__Task__
Which lines below contain the string "instance"? Find each one, matching case, and copy it.
* Start Supplied records *
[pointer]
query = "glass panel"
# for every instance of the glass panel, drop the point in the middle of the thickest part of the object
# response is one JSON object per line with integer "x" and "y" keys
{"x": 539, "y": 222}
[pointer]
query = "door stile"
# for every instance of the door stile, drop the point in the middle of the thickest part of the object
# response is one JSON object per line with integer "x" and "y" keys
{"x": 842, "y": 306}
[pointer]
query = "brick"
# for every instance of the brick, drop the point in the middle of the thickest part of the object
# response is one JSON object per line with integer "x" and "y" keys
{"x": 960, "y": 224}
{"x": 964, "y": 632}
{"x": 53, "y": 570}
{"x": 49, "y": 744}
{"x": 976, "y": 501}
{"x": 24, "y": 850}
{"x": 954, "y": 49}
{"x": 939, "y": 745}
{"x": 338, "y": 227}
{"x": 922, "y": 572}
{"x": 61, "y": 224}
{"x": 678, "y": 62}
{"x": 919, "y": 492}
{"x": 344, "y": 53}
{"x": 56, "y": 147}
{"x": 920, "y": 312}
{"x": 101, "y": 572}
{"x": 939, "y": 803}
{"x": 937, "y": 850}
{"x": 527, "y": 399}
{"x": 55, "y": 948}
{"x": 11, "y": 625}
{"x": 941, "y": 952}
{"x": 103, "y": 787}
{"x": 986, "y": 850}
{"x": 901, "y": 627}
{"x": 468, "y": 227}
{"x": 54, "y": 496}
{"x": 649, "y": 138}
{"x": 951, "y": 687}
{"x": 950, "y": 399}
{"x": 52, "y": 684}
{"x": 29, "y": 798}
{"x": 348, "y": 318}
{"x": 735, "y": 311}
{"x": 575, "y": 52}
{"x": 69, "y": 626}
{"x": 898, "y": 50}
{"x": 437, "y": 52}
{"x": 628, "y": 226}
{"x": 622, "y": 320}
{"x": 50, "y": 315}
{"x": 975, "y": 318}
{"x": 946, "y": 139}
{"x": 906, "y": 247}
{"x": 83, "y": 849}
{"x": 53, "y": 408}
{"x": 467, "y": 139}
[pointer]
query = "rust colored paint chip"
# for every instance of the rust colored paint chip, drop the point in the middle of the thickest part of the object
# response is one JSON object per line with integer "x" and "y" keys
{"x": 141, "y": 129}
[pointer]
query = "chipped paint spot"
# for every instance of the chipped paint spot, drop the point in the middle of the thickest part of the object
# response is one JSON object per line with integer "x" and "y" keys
* End Supplied records *
* Start Supplied records *
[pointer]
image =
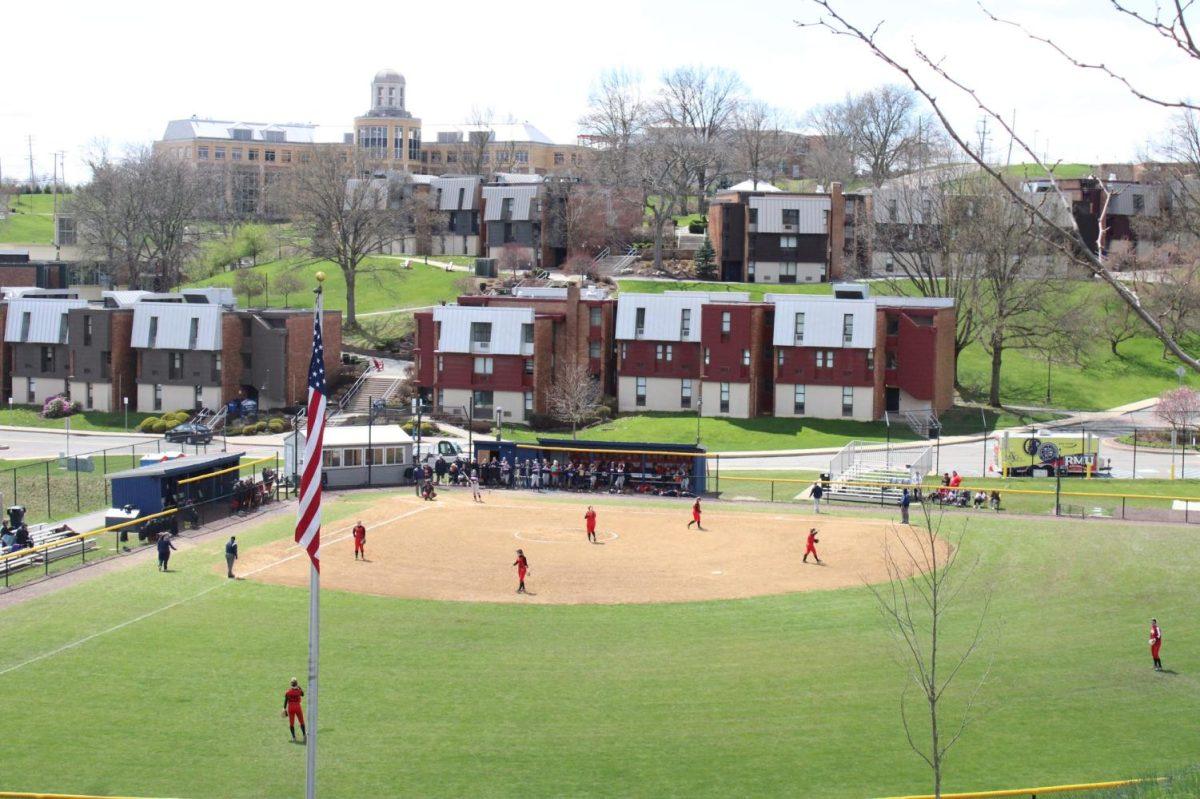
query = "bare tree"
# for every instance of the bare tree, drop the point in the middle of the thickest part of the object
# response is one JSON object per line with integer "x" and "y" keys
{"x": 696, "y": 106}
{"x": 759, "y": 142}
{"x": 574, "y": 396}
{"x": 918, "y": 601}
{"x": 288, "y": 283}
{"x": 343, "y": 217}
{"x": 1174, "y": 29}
* End Supplied records *
__Task answer__
# for every instance of the glass panel, drop the point in the middle of the thickest part of the object
# for every instance of the door stile, drop the point in the middle of the thickest part of the object
# for every instance of the brick, drop the point in the middle of the thickest part of the object
# for every instance of the rust colored paint chip, drop the point in the middle of the thickest part of the object
# for every instance of the chipped paint spot, drop the point in the middle of the thickest part of the object
# for every instance of the bare tree, drop the point in the middle of the thickest part of the object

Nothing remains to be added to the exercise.